_PASSAGE SHOWN_
--------------------------------------------------

May we please stop obsessing over the hypoallergenic first puppy and change the subject to something deep, spiritual, life-changing? Like detergent.
Sunday night, President-elect Barack Obama, appearing with his wife, Michelle, on “60 Minutes,” spoke of household chores. He doesn't, he admitted, volunteer to wash dishes, but he washes them. And when he does, he said, he tries to use that as therapeutic practice, to find something soothing in the discipline.
Almost as if on cue, Tuesday night Dawn Upshaw got out the Dawn. The soprano put on rubber yellow gloves with satisfying pizzicato snaps and got down to the business of cleansing her soul. Upshaw washed dishes on the Walt Disney Concert Hall stage. And in doing so, and quite a bit more that took her to the brink of sanity and back more than once, she offered one of the great musical and dramatic performances of our time.
The occasion was a presentation of György Kurtág’s "Kafka Fragments," in Peter Sellars' staging, as the opening concert of the Los Angeles Philharmonic's Green Umbrella series this season. A setting of 40 fragmentary texts taken from Kafka's diaries, notebooks and journals, this work for soprano and violin all but defines claustrophobia in music.
That the meaning of the miserable life is not misery, that being is nothingness and that that is something is, more or less, the existential subject matter. Pleasure for Kafka became pain, and pain, perversely, pleasure. "Once I broke my leg," he wrote in one fragment, "it was the most wonderful experience of my life." "Coitus as punishment for the happiness of being together" is another fragment.
Kurtág's settings can be bleak, and a fragment can pass by with minimal notes in as few as 13 seconds, lest unspeakable emotions be spoken. Yet Kurtág will also go to the other extreme, with so many notes that overwrought emotions drown out the meaning of words and become brute bellow. There is, for this haunted composer -- soul mate of Kafka, Beckett and Dostoevsky -- no middle ground. The violin part might fixate on two notes or it might gyrate madly as if meant for a demonic Transylvanian folk fiddler.
Sellars introduced his radical staging of these fragments for Upshaw and violinist Geoff Nuttall (the first violinist of the St. Lawrence String Quartet) in Carnegie Hall's small Zankel Hall in January 2005. Dressed in old clothes, the soprano cleans house -- ironing, scrubbing the floor. She gets out a stepladder and some cord and hangs herself. She burns her face with her iron. When Kafka describes leopards breaking into the temple and drinking the sacrificial jugs dry, Upshaw, possessed of an animal spirit, licks the wash basin dry.
The performance nearly four years ago was shattering, as soul-searching for the audience as for the performers and a new peak in the career of an ever-evolving soprano. But much has changed since. Upshaw has undergone cancer treatment and returned to the stage an even more intense artist. Tuesday night, she reached yet another new height, and Sellars' production found more depths in this masterpiece.

--------------------------------------------------

_DATA SECTION_
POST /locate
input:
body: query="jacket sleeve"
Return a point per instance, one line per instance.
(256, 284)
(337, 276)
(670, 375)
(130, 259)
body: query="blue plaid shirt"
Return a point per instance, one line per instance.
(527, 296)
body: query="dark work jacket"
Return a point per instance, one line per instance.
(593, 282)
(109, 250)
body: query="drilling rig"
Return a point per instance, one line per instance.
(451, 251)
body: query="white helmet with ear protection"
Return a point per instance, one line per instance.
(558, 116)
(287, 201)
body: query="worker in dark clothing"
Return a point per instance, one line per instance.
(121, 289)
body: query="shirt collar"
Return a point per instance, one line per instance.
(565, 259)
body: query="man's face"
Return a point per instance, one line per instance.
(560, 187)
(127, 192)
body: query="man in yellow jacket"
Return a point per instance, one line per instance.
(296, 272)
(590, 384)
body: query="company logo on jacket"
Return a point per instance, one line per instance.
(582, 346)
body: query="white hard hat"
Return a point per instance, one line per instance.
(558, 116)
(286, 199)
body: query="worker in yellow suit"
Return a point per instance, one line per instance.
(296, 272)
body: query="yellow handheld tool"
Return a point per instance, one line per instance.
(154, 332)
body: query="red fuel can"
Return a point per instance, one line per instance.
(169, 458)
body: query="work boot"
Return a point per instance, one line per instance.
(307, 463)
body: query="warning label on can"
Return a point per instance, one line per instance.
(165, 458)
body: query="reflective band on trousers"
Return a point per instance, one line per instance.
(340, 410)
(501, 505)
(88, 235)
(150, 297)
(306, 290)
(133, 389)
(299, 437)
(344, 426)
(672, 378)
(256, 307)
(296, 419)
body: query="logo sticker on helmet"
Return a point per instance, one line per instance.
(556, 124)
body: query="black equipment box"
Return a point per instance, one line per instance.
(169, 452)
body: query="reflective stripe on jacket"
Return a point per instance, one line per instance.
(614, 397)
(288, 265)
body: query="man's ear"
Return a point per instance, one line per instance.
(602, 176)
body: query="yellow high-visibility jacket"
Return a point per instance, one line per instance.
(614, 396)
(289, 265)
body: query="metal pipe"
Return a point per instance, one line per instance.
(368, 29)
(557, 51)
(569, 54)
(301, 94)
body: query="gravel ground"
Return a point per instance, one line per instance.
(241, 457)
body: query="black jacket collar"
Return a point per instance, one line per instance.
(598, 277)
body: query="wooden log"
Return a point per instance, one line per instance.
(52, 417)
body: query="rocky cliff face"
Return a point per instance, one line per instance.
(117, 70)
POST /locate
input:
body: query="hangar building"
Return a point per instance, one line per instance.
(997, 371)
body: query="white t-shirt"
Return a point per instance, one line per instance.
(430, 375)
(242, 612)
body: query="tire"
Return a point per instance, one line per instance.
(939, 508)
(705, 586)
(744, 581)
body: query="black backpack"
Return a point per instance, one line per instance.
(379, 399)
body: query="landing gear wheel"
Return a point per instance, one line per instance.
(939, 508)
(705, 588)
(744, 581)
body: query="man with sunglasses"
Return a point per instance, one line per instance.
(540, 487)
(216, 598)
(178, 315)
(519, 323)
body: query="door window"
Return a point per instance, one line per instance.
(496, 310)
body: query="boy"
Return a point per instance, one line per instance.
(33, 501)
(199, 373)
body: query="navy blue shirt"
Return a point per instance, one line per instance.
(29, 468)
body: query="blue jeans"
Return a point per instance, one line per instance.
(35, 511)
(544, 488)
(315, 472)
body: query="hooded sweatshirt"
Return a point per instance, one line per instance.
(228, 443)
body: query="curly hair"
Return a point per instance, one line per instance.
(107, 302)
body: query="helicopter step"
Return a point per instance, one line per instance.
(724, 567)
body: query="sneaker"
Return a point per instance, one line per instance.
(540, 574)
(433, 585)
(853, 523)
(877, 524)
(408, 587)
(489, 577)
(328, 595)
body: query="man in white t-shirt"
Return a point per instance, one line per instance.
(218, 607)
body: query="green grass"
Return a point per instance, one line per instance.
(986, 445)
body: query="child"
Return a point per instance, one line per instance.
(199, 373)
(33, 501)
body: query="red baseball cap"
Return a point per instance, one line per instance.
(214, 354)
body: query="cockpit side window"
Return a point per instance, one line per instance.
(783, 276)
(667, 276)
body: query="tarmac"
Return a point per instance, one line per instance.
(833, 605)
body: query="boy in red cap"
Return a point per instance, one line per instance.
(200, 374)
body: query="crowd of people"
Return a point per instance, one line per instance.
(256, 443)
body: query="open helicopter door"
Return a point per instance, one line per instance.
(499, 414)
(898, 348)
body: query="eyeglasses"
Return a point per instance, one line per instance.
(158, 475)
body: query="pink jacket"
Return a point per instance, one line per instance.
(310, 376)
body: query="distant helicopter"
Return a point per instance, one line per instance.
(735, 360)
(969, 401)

--------------------------------------------------

_ACTIVITY_
Using the concert review above, say yes or no to whether each statement agrees with it, and quote the deciding words for each: (a) the "Kafka Fragments" set 40 texts for soprano and violin; (b) Sellars first introduced his staging at the Walt Disney Concert Hall; (c) Obama said he volunteers to wash dishes.

_RESPONSE TO THE TASK_
(a) Yes: "A setting of 40 fragmentary texts taken from Kafka's diaries, notebooks and journals, this work for soprano and violin"
(b) No: "in Carnegie Hall's small Zankel Hall in January 2005"
(c) No: "He doesn't, he admitted, volunteer to wash dishes, but he washes them."